▶ **EXTRACT TO READ**:

******

The US spy program narrowly survived a legislative challenge on Wednesday when the House of Representatives voted down an attempt to restrict its capacity to collect electronic information.

Lawmakers rejected a proposed amendment to the defense appropriations bill by a majority of 217-205.

The amendment, put forward Republican Representative Justin Amash, would have cut funding for a National Security Agency (NSA) program that gathers information on telephone data from millions of Americans.

Changes to the law were backed by an unusual alliance of Tea Party Republicans and liberal Democrats. However the White House, several senior members of Congress, and senior intelligence officials, all came out in support of the surveillance program.

Wednesday's vote was the first legislative move in connection with the NSA program since Snowden's revelations six weeks ago.

The former NSA contractor leaked details of programs that collect phone logs from US citizens and Internet data from the accounts of foreigners. Snowden, who remains holed up inside the transit zone of a Moscow airport, is seeking asylum in Russia.

US lawmakers divided

Despite fierce White House lobbying ahead of the vote, Democrats and Republicans alike were split over the proposed amendment. A majority of 111 House Democrats voted for the Amash amendment while 83 were against. Among Republicans, 94 were for it and 134 against.

In a heated debate ahead of the vote, Amash argued the Obama administration was using fear to help justify its "violation of rights."

"The government collects the phone records, without suspicion, of every single American in the United States," Amash said.

Republican Representative Tom Cotton countered that the program had stopped "dozens of terrorist attacks," and "saved untold American lives."

"This amendment ... does not limit the program, it does not modify it, it does not constrain the program, it ends the program. It blows it up," he warned.

A second amendment that also addressed US surveillance but was seen as having far less of an impact passed by 409 votes to 12. Both measures were part of a Department of Defense spending bill, later passed by the House, which approved nearly $600 billion (456.6 billion euros) in Pentagon spending for the 2014 fiscal year.

According to a recent poll by The Washington Post and ABC News almost three-quarters of respondents believe the NSA programs were infringing on some Americans' privacy rights.

******

▶ **DATASET ROWS**:
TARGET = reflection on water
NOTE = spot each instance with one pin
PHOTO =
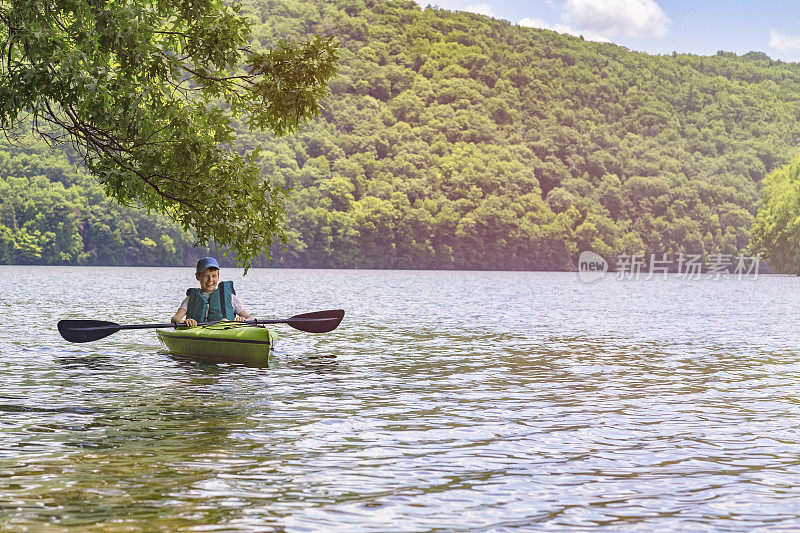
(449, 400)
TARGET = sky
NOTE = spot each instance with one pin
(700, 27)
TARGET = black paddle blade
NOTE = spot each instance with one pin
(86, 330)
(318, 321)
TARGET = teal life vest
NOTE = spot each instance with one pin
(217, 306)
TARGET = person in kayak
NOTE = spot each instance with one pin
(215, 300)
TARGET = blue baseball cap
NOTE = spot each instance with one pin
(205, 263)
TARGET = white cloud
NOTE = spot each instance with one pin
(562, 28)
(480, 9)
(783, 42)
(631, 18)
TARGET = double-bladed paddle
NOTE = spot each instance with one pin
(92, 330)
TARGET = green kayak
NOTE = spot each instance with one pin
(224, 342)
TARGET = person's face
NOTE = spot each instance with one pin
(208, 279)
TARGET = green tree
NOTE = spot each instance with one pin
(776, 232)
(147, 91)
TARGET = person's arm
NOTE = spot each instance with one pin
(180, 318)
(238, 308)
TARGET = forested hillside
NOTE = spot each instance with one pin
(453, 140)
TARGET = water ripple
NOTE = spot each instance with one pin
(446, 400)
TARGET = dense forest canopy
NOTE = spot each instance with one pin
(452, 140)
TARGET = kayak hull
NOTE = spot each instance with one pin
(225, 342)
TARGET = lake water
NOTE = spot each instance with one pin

******

According to the article on the House vote over NSA surveillance, by what tally did the second amendment pass?

409 votes to 12.